T検定にはたくさん種類がある?1標本や2標本、対応ありや対応なしとは?

T検定と検索すると、1標本のT検定とか2標本のT検定とか、2種類出てきますよね。

それらの違いって何?って疑問に思ったことないでしょうか。

私も統計を勉強し始めた頃、全然イメージができませんでした。

でも実は、それほど難しい概念ではないです。

一言でいうと、データが1種類か2種類かの違いです。

例えば。

  1. ある時点の、A群だけの身長データ。
    • これは1標本。
  2. ある時点の、A群とB群の身長データ
    • これは2標本。
  3. ある時点(時点1)の、A群だけのデータと、その1年後(時点2)の、A群だけの身長データ
    • これも2標本。ですが、対応のある2標本と言われています。

----

指示事項
(a) 次の(i)〜(iii)の記述がT検定の種類に関する文章の内容と一致するかを判定してください。それぞれ「はい」か「いいえ」で答え、判断の根拠となる箇所を文章から正確に引用してください。
(i) 筆者は統計を勉強し始めた頃、1標本と2標本の違いをすぐに理解できた。
(ii) 1標本と2標本の違いは、一言でいうとデータが1種類か2種類かの違いである。
(iii) ある時点のA群とB群の身長データは1標本にあたる。
(b) T検定の種類についての文章を、最後の文に続けて書き進めてください。

記載項目
----

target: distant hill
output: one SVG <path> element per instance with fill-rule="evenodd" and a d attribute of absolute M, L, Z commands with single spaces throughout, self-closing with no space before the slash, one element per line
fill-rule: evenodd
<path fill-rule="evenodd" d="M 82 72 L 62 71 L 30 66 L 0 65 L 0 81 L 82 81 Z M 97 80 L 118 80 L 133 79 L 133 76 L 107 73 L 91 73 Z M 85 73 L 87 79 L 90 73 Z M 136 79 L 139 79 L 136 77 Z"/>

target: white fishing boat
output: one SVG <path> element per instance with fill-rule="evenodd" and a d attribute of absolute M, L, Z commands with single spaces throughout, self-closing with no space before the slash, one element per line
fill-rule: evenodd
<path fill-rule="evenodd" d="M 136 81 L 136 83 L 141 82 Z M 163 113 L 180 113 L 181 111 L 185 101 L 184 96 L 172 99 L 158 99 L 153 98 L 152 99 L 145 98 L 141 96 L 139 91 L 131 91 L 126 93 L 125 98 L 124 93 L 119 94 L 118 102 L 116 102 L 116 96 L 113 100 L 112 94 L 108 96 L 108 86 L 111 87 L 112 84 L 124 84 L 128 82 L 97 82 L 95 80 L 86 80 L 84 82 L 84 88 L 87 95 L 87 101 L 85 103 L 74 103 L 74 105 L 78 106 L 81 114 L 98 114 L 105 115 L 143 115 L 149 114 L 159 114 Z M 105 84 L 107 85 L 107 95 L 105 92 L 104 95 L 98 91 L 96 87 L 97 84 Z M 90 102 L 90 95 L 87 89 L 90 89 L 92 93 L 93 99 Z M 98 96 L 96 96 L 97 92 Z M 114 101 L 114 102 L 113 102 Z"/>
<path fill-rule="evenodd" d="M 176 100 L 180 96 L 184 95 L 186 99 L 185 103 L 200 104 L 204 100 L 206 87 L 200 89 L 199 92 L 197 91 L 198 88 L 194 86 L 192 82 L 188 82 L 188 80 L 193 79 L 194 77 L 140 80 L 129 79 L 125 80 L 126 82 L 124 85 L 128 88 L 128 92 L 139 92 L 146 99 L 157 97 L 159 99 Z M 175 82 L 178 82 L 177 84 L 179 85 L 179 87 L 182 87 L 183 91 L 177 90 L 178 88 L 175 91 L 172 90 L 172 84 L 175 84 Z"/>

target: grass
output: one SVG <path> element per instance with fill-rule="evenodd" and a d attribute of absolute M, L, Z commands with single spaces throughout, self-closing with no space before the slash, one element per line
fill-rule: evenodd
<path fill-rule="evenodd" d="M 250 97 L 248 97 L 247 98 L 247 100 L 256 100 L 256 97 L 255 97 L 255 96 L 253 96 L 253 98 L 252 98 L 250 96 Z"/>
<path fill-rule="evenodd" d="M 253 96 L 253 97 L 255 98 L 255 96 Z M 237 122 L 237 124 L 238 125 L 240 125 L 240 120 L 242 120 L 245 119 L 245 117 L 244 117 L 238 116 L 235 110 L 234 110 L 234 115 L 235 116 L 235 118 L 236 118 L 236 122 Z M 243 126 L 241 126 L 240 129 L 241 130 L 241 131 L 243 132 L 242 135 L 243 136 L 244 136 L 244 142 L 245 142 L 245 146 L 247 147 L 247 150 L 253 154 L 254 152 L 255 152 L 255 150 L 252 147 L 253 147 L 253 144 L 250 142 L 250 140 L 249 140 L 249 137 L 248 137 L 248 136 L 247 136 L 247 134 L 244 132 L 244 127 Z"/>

----

解答
(a)
(i) いいえ。「私も統計を勉強し始めた頃、全然イメージができませんでした。」
(ii) はい。「一言でいうと、データが1種類か2種類かの違いです。」
(iii) いいえ。「ある時点の、A群とB群の身長データ」「これは2標本。」

(b)
で、この1標本と2標本で、T検定のやり方は何か違いがあるの?と思いますよね。

実は、ほぼ一緒です!

なぜかを考えるのに、それぞれの帰無仮説を確認してみましょう。

  1. A群の身長の母平均=0(定数)
  2. A群の身長の母平均=B群の身長の母平均
  3. A群の時点1の母平均=A群の時点2の母平均

で、2と3については、右辺を左辺に持っていく。

すると、結局こうなります。

  1. A群の身長の母平均=0(定数)
  2. A群の身長の母平均- B群の身長の母平均=0
  3. A群の時点1の母平均- A群の時点2の母平均=0

引き算があるかどうかの違いだけで、3つともほぼ一緒じゃないですか?

なので、1標本とか2標本とかによって何かしら新しく考えることがあるわけではなく、結局は同じことを検定しています

>>対応のあるデータ・対応のないデータとは?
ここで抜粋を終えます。